**TASKS TO COMPLETE:**
• a. Answer these questions about the post on amp hours and lithium batteries:
(i) At what voltage does the post say a battery is typically charged?
(ii) If 99.5% of the Ah comes back out, what share of the energy does the post say you get back?
(iii) According to the post, what increases as batteries age?
• b. Print the passage of the post on amp hours and lithium batteries starting at "I am not sure" and ending at "system, this matters.".

Understanding amp hours and lithium batteries

[Rando]

I am not sure how any of these are arguments in favor of Ah over Wh. I, and most power system designers, actually want to know what the energy efficiency of a storage system is, not what the 'current efficiency' is. For that you need to know how much energy (Wh) you put into the battery while charging, and then how much energy you can get out of the battery (Wh) while discharging. If you are actually trying to make an accurate energy budget (which we often need to do) you have to take into account that you typically charge a battery at ~14.0V, then discharge it at 13.2V - even if you get 99.5% of the Ah back out, you are only getting 94% of the energy back out. For a carefully designed system, this matters.

You are correct that as the battery voltage rises while charging the energy efficiency of the system is going down - using Ah you are ignoring this loss. I don't see this as an advantage. As a follow on to this, as batteries age, their internal resistance increases, which means it takes more energy to charge the battery and there is less energy available from the battery. Using Ah only, you are ignoring this, even though it is a measure of battery performance with time.

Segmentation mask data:
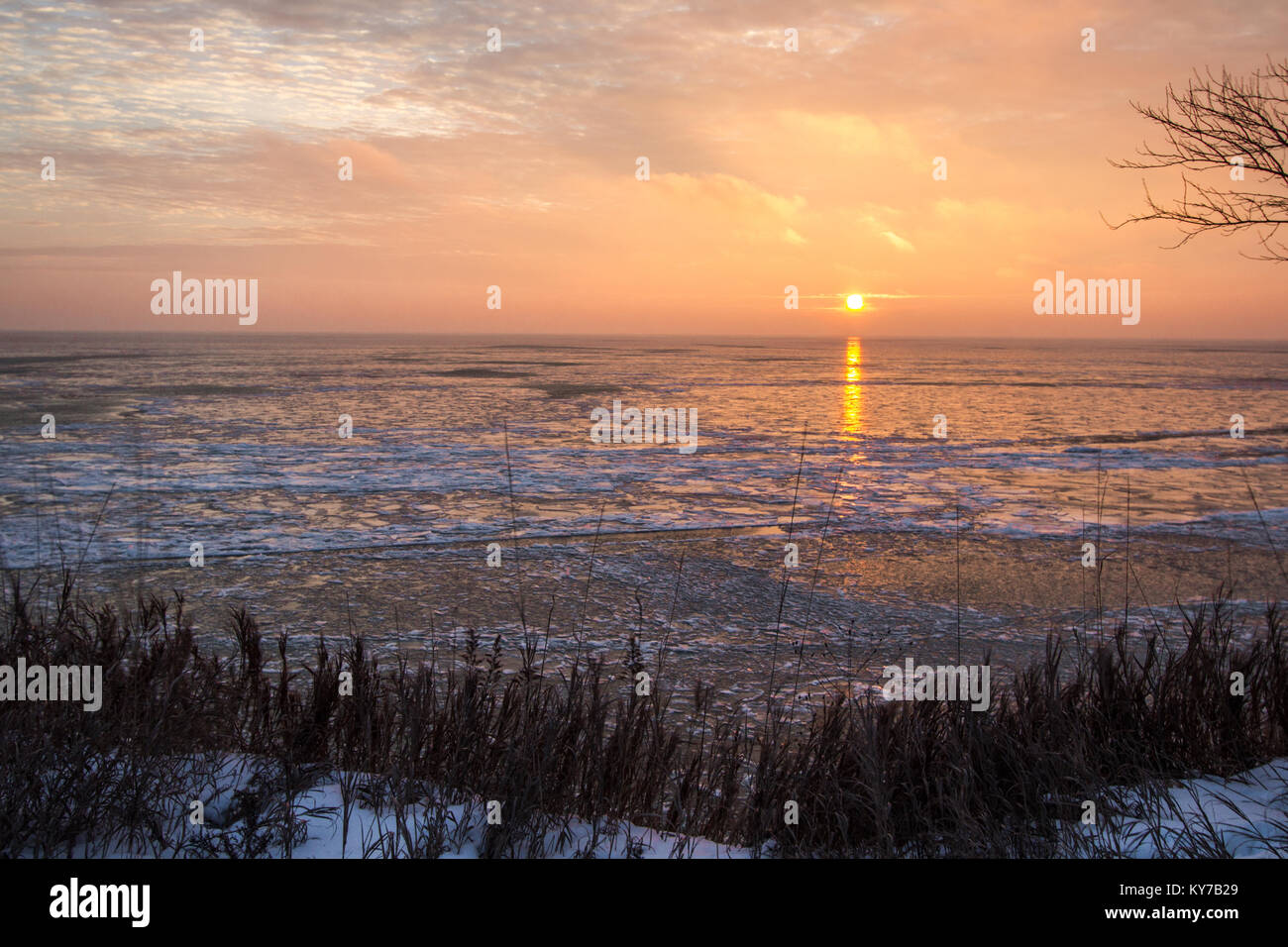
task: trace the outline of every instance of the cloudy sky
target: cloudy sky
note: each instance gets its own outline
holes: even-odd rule
[[[1132,100],[1285,48],[1283,0],[0,3],[0,329],[1282,339],[1251,234],[1105,219]],[[176,269],[259,322],[155,316]],[[1057,269],[1140,325],[1036,316]]]

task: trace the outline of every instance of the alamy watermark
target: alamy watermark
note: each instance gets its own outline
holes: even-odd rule
[[[70,884],[49,889],[49,916],[126,917],[133,928],[146,928],[151,920],[151,885],[82,885],[73,877]]]
[[[90,713],[103,706],[102,665],[0,665],[0,701],[75,701]]]
[[[1037,316],[1122,316],[1124,326],[1140,322],[1140,280],[1066,280],[1063,269],[1055,281],[1033,283]]]
[[[174,271],[169,280],[152,281],[153,316],[229,316],[238,325],[259,321],[259,280],[184,280]]]
[[[698,450],[698,411],[692,407],[596,407],[590,412],[590,439],[596,445],[679,445],[680,454]]]
[[[970,701],[971,710],[988,710],[988,665],[917,665],[904,658],[903,667],[886,665],[881,687],[887,701]]]

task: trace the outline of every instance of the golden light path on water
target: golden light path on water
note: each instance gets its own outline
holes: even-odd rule
[[[849,437],[863,432],[863,344],[858,338],[845,343],[844,425]]]

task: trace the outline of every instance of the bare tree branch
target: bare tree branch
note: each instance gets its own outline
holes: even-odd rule
[[[1109,164],[1137,170],[1181,167],[1181,197],[1162,204],[1145,184],[1146,213],[1105,223],[1118,229],[1170,220],[1182,234],[1173,247],[1204,232],[1253,228],[1265,253],[1252,259],[1288,262],[1288,244],[1278,237],[1279,228],[1288,225],[1288,59],[1267,58],[1266,67],[1249,77],[1231,76],[1224,68],[1220,76],[1211,68],[1195,70],[1182,91],[1167,86],[1160,108],[1131,104],[1163,130],[1167,144],[1145,143],[1137,149],[1139,160]],[[1240,161],[1242,171],[1236,171]],[[1260,184],[1269,189],[1229,186],[1242,184],[1247,174],[1261,175]]]

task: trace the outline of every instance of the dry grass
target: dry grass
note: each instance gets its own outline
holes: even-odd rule
[[[657,682],[638,696],[634,639],[622,667],[580,658],[558,678],[544,675],[536,635],[506,674],[501,639],[474,631],[448,660],[380,666],[353,633],[292,666],[285,636],[265,642],[245,609],[229,613],[236,648],[219,656],[196,640],[179,595],[118,613],[73,585],[64,575],[55,589],[24,588],[14,573],[5,589],[0,664],[102,665],[104,697],[98,713],[0,702],[3,856],[173,847],[229,754],[260,761],[216,819],[241,831],[189,839],[188,854],[290,856],[304,791],[340,772],[346,832],[354,805],[402,813],[429,800],[442,813],[448,800],[504,800],[487,856],[547,854],[572,817],[779,856],[1064,856],[1088,850],[1068,831],[1082,800],[1103,800],[1112,819],[1113,787],[1136,787],[1162,812],[1170,780],[1288,752],[1282,616],[1270,607],[1240,635],[1225,594],[1185,613],[1181,647],[1124,630],[1068,649],[1052,638],[1045,661],[994,687],[988,711],[838,693],[793,723],[793,694],[747,723],[716,711],[701,684],[684,715]],[[1231,671],[1245,696],[1230,694]],[[784,825],[787,800],[799,825]],[[362,843],[424,857],[451,835],[438,818]],[[1203,826],[1173,850],[1224,854]]]

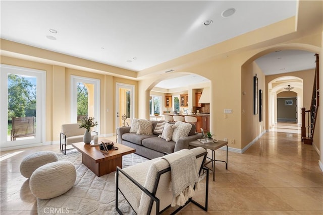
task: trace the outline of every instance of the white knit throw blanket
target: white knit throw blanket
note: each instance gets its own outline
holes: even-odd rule
[[[198,182],[198,170],[196,156],[184,149],[162,157],[170,164],[172,181],[170,187],[173,192],[171,206],[183,206],[194,194],[194,185]]]

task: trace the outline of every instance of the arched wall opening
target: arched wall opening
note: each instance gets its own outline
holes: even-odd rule
[[[163,74],[159,77],[156,77],[156,79],[151,79],[151,81],[148,82],[149,85],[147,85],[145,89],[145,95],[146,98],[143,99],[145,100],[144,102],[145,104],[145,109],[146,110],[145,111],[145,115],[146,118],[151,118],[152,119],[159,119],[161,118],[160,117],[155,117],[151,115],[151,108],[150,107],[150,105],[151,104],[151,99],[154,97],[159,97],[160,98],[162,106],[161,115],[163,115],[164,112],[169,112],[170,113],[174,111],[174,100],[176,97],[179,98],[180,95],[182,94],[188,95],[188,105],[187,106],[185,106],[185,107],[180,107],[180,111],[181,113],[185,114],[186,113],[186,111],[187,111],[187,113],[188,114],[191,114],[192,112],[194,113],[196,113],[195,93],[201,92],[204,90],[204,89],[207,88],[209,88],[209,91],[210,90],[209,88],[211,86],[211,82],[208,79],[202,77],[206,80],[206,82],[186,83],[183,87],[176,88],[164,89],[155,87],[157,84],[162,81],[169,80],[179,77],[183,77],[183,79],[185,79],[185,76],[188,75],[198,75],[198,74],[189,72],[173,72],[165,75]],[[199,75],[198,75],[198,76],[201,76]],[[147,83],[146,80],[145,82]],[[206,92],[206,90],[205,90],[204,92]],[[209,95],[209,93],[208,94]],[[171,107],[166,107],[166,96],[171,97],[172,106]],[[209,103],[207,105],[208,106],[208,107],[209,107],[208,108],[210,109],[210,107],[211,106],[210,98],[209,100]],[[203,109],[203,110],[204,109]],[[184,113],[184,111],[185,111],[185,113]],[[210,112],[209,111],[208,112]]]
[[[269,48],[266,48],[258,53],[255,53],[241,66],[241,148],[244,151],[248,148],[248,146],[251,146],[252,143],[254,142],[259,137],[260,137],[266,130],[270,128],[270,125],[274,124],[275,122],[275,116],[273,114],[270,114],[268,111],[272,110],[271,113],[274,112],[272,110],[275,108],[277,96],[275,97],[271,96],[270,98],[270,92],[268,92],[268,84],[273,79],[278,78],[271,77],[268,79],[267,76],[265,76],[262,73],[258,65],[255,63],[255,60],[258,58],[265,55],[271,52],[274,52],[277,50],[300,50],[307,51],[313,53],[320,53],[320,48],[311,45],[306,44],[291,43],[283,44],[272,46]],[[313,63],[314,62],[313,62]],[[298,72],[293,73],[293,76],[302,79],[301,76],[294,75],[294,73],[297,74]],[[312,73],[312,71],[310,71]],[[258,88],[263,91],[263,121],[260,121],[258,114],[253,114],[253,77],[257,76],[258,77]],[[287,76],[287,74],[281,74],[278,77]],[[309,84],[306,82],[303,89],[306,87],[309,89],[312,89],[313,83]],[[293,84],[295,84],[293,83]],[[298,93],[298,103],[299,108],[302,106],[306,105],[306,104],[310,104],[307,101],[302,101],[301,97],[302,95],[301,88],[296,89]],[[279,92],[278,92],[279,93]],[[270,92],[272,95],[272,92]],[[276,94],[277,95],[277,94]],[[303,102],[304,105],[301,105]],[[308,107],[309,108],[309,107]],[[298,119],[300,118],[298,115]],[[277,116],[276,116],[277,118]],[[317,130],[319,129],[318,128]],[[247,146],[248,145],[248,146]]]
[[[301,123],[300,108],[303,106],[303,81],[302,79],[294,76],[283,76],[270,82],[268,89],[268,129],[277,124],[277,98],[278,94],[286,92],[287,85],[290,85],[294,88],[291,91],[296,93],[297,97],[297,124]],[[299,111],[298,111],[299,109]]]

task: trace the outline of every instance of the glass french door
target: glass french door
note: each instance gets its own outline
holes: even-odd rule
[[[1,66],[0,96],[4,101],[0,108],[2,150],[42,144],[45,141],[45,71]]]
[[[116,127],[131,125],[134,117],[135,86],[117,83]]]
[[[93,129],[99,131],[100,80],[72,76],[71,86],[71,122],[79,122],[86,116],[94,117],[99,124]]]

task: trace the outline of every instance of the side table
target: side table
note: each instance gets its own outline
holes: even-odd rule
[[[222,147],[225,146],[227,146],[227,161],[221,161],[219,160],[216,160],[216,150],[221,148]],[[228,141],[223,141],[223,140],[218,140],[218,142],[205,142],[204,141],[200,141],[200,140],[194,140],[190,142],[189,143],[189,146],[195,147],[202,147],[205,149],[208,149],[212,151],[212,158],[207,157],[210,161],[205,163],[204,164],[204,166],[207,168],[208,169],[212,170],[213,172],[213,181],[214,181],[215,180],[215,163],[216,161],[220,161],[221,162],[224,162],[226,163],[226,169],[228,169]],[[206,167],[205,165],[207,164],[212,163],[212,169],[209,168],[208,167]]]

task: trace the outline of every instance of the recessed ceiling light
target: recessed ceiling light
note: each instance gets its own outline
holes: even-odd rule
[[[213,23],[213,20],[207,20],[204,22],[204,25],[210,25],[212,23]]]
[[[50,28],[49,29],[49,31],[50,33],[52,33],[53,34],[57,34],[57,31],[55,29],[52,29]]]
[[[221,16],[222,16],[222,17],[229,17],[232,16],[235,13],[236,13],[236,9],[231,8],[223,11],[221,14]]]
[[[47,37],[47,39],[51,40],[56,40],[56,37],[53,37],[52,36],[47,35],[46,37]]]

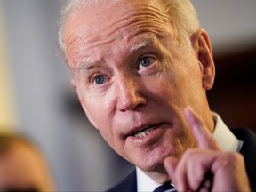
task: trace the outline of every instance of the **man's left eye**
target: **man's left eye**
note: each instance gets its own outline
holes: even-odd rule
[[[152,57],[143,57],[140,60],[139,68],[147,68],[150,66],[156,60]]]

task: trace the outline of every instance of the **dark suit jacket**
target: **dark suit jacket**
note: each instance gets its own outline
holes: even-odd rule
[[[231,129],[238,140],[243,140],[240,153],[245,160],[246,172],[249,177],[252,191],[256,191],[256,134],[248,129]],[[108,192],[135,192],[137,191],[135,170]]]

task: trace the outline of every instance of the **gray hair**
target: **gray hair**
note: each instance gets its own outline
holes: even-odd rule
[[[60,12],[60,20],[59,24],[58,40],[60,56],[67,62],[66,47],[63,37],[63,30],[66,20],[73,10],[78,10],[84,6],[93,5],[102,3],[106,0],[67,0]],[[110,0],[108,0],[110,1]],[[122,0],[111,0],[122,1]],[[196,12],[190,0],[162,0],[163,7],[170,15],[171,24],[173,27],[177,40],[181,44],[190,43],[190,36],[200,25]]]

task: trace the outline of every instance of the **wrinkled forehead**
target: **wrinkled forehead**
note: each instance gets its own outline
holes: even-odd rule
[[[103,0],[93,3],[71,11],[64,26],[64,38],[67,40],[75,31],[76,35],[91,33],[97,36],[100,32],[102,36],[104,32],[111,33],[109,29],[116,29],[115,26],[129,26],[140,19],[159,24],[161,28],[161,23],[170,23],[168,14],[163,10],[158,0]]]
[[[114,47],[124,47],[124,44],[132,47],[145,36],[158,40],[171,36],[170,17],[157,2],[108,0],[90,8],[74,9],[64,28],[69,65],[76,64],[81,58],[95,55],[95,52],[103,57],[103,49],[107,52],[116,49]]]

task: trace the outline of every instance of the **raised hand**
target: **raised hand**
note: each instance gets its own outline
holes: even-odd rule
[[[180,159],[169,156],[164,163],[177,190],[250,191],[243,156],[222,151],[190,107],[185,116],[197,148],[187,149]]]

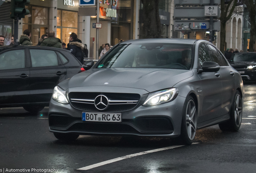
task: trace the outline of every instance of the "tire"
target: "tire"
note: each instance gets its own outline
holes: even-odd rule
[[[183,143],[191,145],[194,142],[197,126],[196,105],[193,97],[186,99],[183,111],[180,138]]]
[[[23,108],[28,112],[31,113],[37,113],[42,111],[44,108],[44,106],[42,105],[29,105],[24,106]]]
[[[230,110],[230,119],[219,125],[222,131],[237,131],[240,129],[242,122],[243,115],[243,105],[241,95],[237,90]]]
[[[57,139],[64,141],[75,141],[79,137],[79,135],[74,134],[66,134],[54,133],[55,137]]]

**PER-TASK ANSWERS:**
• a.
(i) About 14.0V
(ii) 94%
(iii) Their internal resistance

• b.
I am not sure how any of these are arguments in favor of Ah over Wh. I, and most power system designers, actually want to know what the energy efficiency of a storage system is, not what the 'current efficiency' is. For that you need to know how much energy (Wh) you put into the battery while charging, and then how much energy you can get out of the battery (Wh) while discharging. If you are actually trying to make an accurate energy budget (which we often need to do) you have to take into account that you typically charge a battery at ~14.0V, then discharge it at 13.2V - even if you get 99.5% of the Ah back out, you are only getting 94% of the energy back out. For a carefully designed system, this matters.